**YOUR ASSIGNMENT**
Repeat the stretch of the used car market article from "As well as furloughing" through "laptops and tablets." word for word.

Why the Used Car Market is so Resilient
Every cloud has a silver lining, or so they say, but perhaps a more accurate statement would be "every person's cloud has a silver lining for someone else?" That's certainly how things are looking in the car sales business as Audi announces what its CEO, Markus Duesmann, is describing as a "crisis upon a crisis."
Audi woes
Just as new car sales have started to recover with the last couple of months of 2020 proving better for new car sales than forecasters had expected, Audi finds itself having to cut production and put as many as 10,000 of its employees on furlough. The problem isn’t a slowing of customer demand or customers not liking the cars the German automaker is producing. The problem is a lack of semiconductors or computer chips as most people refer to them.
As well as furloughing all those unfortunate workers, the move means Audi is now expecting to build around 10,000 fewer vehicles in the first quarter of 2021 than it had intended to produce.
Semiconductors are an increasingly vital component in the production of modern vehicles because they're an intrinsic part of infotainment systems, driver aids and many other electrical components. As well as being crucial for vehicle production, computer chips are currently in particularly high demand due to the pandemic-driven popularity and demand for consumer electronic devices such as games consoles, laptops and tablets.

**GIVEN ENTRIES**
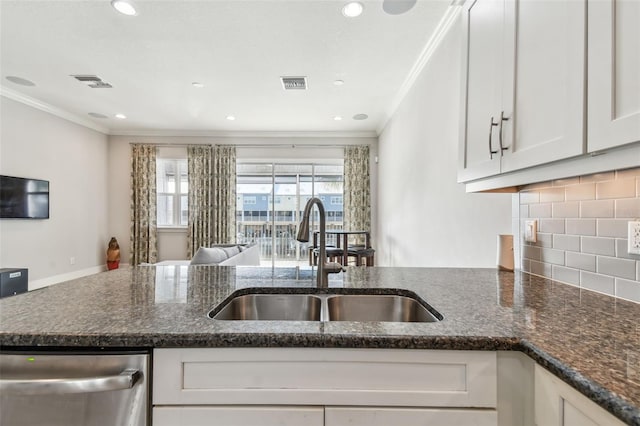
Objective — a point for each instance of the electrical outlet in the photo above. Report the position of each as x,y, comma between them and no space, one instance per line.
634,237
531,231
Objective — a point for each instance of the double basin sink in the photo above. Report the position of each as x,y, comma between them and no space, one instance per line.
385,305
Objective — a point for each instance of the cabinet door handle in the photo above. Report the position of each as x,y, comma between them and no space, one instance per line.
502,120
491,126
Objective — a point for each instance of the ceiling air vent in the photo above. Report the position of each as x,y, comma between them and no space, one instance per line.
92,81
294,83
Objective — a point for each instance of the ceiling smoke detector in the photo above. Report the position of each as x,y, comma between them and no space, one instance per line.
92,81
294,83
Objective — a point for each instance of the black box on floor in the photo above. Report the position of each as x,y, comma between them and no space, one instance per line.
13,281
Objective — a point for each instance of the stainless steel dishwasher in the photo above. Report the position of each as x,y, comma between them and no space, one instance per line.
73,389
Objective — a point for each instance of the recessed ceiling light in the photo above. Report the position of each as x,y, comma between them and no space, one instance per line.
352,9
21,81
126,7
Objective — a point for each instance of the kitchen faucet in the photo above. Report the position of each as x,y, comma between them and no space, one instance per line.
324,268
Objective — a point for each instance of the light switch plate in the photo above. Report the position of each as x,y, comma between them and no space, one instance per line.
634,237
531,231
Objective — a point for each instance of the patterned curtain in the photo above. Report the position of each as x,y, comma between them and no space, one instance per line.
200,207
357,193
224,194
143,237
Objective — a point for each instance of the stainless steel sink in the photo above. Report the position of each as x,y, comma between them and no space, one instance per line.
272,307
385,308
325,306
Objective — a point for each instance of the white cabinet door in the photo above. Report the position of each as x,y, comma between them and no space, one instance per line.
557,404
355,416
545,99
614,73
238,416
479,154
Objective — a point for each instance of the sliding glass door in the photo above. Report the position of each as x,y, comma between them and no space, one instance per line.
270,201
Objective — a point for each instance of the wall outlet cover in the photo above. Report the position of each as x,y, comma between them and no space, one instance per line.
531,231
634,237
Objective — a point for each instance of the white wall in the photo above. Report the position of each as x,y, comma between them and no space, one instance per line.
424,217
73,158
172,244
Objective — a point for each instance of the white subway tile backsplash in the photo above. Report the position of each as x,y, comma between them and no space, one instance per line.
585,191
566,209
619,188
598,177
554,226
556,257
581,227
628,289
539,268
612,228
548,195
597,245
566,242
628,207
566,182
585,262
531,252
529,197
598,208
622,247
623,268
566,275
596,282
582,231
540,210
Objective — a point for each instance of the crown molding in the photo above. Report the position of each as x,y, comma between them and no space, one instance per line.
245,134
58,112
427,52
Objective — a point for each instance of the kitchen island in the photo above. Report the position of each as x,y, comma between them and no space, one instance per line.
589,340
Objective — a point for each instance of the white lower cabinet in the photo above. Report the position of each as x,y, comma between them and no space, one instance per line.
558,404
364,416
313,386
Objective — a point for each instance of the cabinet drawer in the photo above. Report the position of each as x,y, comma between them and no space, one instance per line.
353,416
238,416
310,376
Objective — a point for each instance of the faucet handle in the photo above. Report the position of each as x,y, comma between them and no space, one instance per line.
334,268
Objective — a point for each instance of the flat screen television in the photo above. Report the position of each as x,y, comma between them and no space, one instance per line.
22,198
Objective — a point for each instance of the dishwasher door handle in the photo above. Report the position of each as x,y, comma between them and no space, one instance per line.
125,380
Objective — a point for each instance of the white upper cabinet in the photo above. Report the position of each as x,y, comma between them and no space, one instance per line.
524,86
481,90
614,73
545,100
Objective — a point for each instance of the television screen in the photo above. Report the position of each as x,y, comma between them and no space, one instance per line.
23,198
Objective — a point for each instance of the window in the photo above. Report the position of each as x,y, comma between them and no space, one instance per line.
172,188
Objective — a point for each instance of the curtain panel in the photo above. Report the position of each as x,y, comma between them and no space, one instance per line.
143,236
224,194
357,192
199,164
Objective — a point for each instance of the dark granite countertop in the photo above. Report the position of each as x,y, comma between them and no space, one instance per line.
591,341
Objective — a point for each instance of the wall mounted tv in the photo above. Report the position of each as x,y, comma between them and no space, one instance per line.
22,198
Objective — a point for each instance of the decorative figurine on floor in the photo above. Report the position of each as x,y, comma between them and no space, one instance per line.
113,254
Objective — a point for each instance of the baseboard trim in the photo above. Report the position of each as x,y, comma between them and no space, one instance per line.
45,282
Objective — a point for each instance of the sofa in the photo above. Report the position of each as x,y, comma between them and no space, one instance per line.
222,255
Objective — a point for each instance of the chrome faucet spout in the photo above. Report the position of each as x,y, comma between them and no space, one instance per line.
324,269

==

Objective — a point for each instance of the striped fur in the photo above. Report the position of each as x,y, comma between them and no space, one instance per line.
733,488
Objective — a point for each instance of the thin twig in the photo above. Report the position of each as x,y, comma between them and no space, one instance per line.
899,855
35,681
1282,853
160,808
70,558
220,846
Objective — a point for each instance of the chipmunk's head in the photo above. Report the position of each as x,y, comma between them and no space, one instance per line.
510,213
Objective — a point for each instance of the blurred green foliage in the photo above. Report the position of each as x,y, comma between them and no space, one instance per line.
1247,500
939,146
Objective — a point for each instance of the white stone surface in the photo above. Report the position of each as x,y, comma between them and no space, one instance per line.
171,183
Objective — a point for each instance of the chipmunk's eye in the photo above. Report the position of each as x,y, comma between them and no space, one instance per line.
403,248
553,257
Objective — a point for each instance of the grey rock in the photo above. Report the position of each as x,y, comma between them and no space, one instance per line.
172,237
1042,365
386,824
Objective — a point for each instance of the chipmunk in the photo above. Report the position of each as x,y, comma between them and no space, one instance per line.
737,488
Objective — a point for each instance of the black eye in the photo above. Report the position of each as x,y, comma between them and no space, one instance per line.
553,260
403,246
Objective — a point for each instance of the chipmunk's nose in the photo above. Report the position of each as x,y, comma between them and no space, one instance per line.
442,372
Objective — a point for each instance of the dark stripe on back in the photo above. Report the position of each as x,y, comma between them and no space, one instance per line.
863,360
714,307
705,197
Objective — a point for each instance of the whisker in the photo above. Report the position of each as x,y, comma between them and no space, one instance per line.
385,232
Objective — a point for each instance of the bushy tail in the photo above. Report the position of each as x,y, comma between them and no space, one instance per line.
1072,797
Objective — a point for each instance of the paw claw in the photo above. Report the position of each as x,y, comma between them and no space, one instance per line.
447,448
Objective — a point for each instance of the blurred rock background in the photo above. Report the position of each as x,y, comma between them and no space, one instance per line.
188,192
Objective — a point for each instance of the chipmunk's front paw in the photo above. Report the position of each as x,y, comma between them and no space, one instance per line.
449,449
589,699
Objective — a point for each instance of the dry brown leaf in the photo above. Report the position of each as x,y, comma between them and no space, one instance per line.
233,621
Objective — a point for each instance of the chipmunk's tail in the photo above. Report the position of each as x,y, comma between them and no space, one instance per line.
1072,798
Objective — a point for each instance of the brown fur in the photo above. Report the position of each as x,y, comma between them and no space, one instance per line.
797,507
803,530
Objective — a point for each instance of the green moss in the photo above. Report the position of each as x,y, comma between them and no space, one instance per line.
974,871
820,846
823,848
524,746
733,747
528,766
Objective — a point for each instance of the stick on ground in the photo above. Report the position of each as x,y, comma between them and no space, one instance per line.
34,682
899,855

**RESULT**
As well as furloughing all those unfortunate workers, the move means Audi is now expecting to build around 10,000 fewer vehicles in the first quarter of 2021 than it had intended to produce.
Semiconductors are an increasingly vital component in the production of modern vehicles because they're an intrinsic part of infotainment systems, driver aids and many other electrical components. As well as being crucial for vehicle production, computer chips are currently in particularly high demand due to the pandemic-driven popularity and demand for consumer electronic devices such as games consoles, laptops and tablets.